Exercise directions: Reproduce the records below, replacing each "Target" with "Label" and leaving everything else unchanged.

━━━ Extracted records

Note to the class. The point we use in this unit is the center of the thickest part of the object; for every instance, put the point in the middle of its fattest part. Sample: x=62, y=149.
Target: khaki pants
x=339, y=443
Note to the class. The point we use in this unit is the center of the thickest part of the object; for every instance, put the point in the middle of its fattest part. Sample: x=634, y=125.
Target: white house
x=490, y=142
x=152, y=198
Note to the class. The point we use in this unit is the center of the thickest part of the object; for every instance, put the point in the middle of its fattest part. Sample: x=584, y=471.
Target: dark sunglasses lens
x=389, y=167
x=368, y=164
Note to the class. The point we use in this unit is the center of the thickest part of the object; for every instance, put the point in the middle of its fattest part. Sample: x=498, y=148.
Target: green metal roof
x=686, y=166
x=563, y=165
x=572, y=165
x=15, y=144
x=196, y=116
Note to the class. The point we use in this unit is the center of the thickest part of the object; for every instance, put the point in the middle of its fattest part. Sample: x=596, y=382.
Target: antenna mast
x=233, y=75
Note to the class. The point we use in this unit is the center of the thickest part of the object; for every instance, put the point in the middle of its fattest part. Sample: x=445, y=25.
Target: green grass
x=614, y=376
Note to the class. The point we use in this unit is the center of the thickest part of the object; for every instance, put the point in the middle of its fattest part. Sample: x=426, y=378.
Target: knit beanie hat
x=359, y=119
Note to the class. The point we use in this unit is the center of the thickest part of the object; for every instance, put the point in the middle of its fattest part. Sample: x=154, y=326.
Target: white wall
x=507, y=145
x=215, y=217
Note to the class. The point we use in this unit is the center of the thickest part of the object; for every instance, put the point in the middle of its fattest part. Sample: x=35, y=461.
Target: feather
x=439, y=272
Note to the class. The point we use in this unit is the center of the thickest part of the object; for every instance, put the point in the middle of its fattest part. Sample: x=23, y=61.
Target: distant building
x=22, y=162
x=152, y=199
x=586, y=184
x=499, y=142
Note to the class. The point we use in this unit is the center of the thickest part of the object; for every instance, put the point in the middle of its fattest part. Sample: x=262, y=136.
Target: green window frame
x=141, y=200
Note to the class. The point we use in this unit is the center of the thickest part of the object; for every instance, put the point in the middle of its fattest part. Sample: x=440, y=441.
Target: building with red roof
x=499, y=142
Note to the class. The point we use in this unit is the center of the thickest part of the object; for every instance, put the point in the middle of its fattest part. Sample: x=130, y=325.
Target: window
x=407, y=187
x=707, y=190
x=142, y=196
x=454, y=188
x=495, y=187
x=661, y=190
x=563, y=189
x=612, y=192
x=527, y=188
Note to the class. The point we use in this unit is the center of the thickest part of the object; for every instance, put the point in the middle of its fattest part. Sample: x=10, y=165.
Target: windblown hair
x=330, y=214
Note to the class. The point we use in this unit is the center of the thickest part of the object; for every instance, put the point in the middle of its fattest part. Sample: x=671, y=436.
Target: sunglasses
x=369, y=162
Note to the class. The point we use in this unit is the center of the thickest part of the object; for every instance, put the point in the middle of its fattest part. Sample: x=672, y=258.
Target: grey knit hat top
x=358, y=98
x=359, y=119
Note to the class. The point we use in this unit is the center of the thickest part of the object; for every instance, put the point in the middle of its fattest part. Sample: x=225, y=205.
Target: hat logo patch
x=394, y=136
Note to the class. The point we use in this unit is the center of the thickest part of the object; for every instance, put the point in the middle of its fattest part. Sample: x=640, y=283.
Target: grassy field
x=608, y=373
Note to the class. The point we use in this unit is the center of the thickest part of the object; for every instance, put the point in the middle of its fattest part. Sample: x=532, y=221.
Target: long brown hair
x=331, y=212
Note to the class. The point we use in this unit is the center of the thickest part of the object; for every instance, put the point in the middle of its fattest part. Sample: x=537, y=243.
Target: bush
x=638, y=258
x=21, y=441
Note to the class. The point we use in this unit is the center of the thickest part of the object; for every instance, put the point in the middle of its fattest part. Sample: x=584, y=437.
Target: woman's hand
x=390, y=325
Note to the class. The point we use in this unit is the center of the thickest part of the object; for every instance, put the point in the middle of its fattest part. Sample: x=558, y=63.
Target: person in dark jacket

━━━━━━

Full response:
Note to the class. The point we use in this unit is the center of the thickest part of the object; for every instance, put the point in the middle of its fattest part. Sample: x=62, y=149.
Label: khaki pants
x=339, y=443
Note to the class. The point we use in this unit is the center of the thickest part of the object; for every instance, put the point in the middle of its fattest part. Sample: x=634, y=125.
Label: white house
x=490, y=142
x=152, y=198
Note to the class. The point we use in this unit is the center of the thickest part of the object; for every instance, put the point in the middle of its fattest part. Sample: x=584, y=471.
Label: dark sunglasses lens
x=389, y=167
x=368, y=164
Note to the class. The point we use in this unit is the center of the thickest part of the object; for every instance, put the point in the middle of its fattest part. Sample: x=498, y=148.
Label: green metal roof
x=686, y=166
x=563, y=165
x=572, y=165
x=15, y=144
x=196, y=116
Note to the class. The point we use in this unit is the center of the thickest part of the object; for every instance, put the point in the middle of its fattest part. Sample: x=596, y=382.
Label: antenna mast
x=233, y=75
Note to the class. The point we use in this unit is the center of the thickest part of the object; for every instance, put the point in the middle of its fattest part. Sample: x=445, y=25.
Label: green grass
x=614, y=376
Note to the class. The point we use in this unit is the center of the thickest part of the object; for every instance, put the point in the middle of its fattest part. Sample: x=426, y=378.
Label: knit beanie hat
x=359, y=119
Note to the class. The point we use in this unit is the center of the thickest part of the object; for every instance, put the point in the middle of its fattest part. Sample: x=154, y=326.
Label: white wall
x=507, y=145
x=215, y=217
Note to the class. The point we use in this unit is the center of the thickest part of the object; for every instance, put the point in the middle of its fattest part. Sample: x=35, y=461.
Label: feather
x=439, y=272
Note to the class. The point we use in this unit is the center of the thickest part of the object; for every instance, put the point in the middle of its fattest part. Sample: x=23, y=61.
Label: distant building
x=22, y=162
x=152, y=199
x=586, y=184
x=499, y=142
Note to the class. The point we use in this unit is the center of the thickest part of the object; for every instance, put the point in the middle of its fattest part. Sample: x=262, y=136.
Label: green window frame
x=141, y=200
Note to the class. The point we use in this unit is the center of the thickest part of the object; for every instance, put the point in the middle of its fattest part. Sample: x=440, y=441.
Label: building with red roof
x=499, y=142
Note to the class. The point we use in this unit is the center of the thickest part of the object; for every instance, put the point in the middle of its fattest part. Sample: x=130, y=325.
Label: window
x=407, y=187
x=707, y=190
x=142, y=196
x=454, y=188
x=495, y=187
x=661, y=190
x=563, y=189
x=612, y=192
x=527, y=188
Note to the class. The point we use in this unit is the center of the thickest part of the object; for every instance, put the point in the middle of its fattest part. Sample: x=10, y=165.
Label: windblown hair
x=330, y=214
Note to the class. The point we use in this unit is the center of the thickest part of the object; for every instance, put the point in the middle of its fattest part. Sample: x=671, y=436.
Label: sunglasses
x=369, y=162
Note to the class. The point we use in this unit is the center of the thickest part of the object; for every instance, put the point in the middle of its fattest part. Sample: x=672, y=258.
Label: grey knit hat top
x=358, y=98
x=359, y=119
Note to the class. The point we use in this unit is the center of the thickest part of the object; for every instance, put the point in the middle of its fattest part. Sample: x=225, y=205.
Label: hat logo patch
x=394, y=136
Note to the class. The point we use in this unit is the center of the thickest part of the object; for every instance, put the point in the middle of its fattest part. Sample: x=640, y=283.
Label: grassy field
x=608, y=373
Note to the class. The point we use in this unit is the center of the thickest part of the object; for every instance, put the point in the middle of its fattest part. Sample: x=532, y=221.
Label: long brown hair
x=331, y=212
Note to the class. The point we use in this unit is the center of the thickest part of the object; for every instance, put the point in the middle of its fattest part. Sample: x=537, y=243.
Label: bush
x=638, y=258
x=21, y=441
Note to the class. The point we use in this unit is the center of the thickest part of the object; for every instance, put the point in the middle of its fattest part. Sample: x=584, y=437.
Label: woman's hand
x=390, y=325
Note to the class. The point we use in this unit is the center of the thickest part of the object; for every instance, put the point in the middle of its fattest part. Sample: x=558, y=63.
Label: person in dark jacket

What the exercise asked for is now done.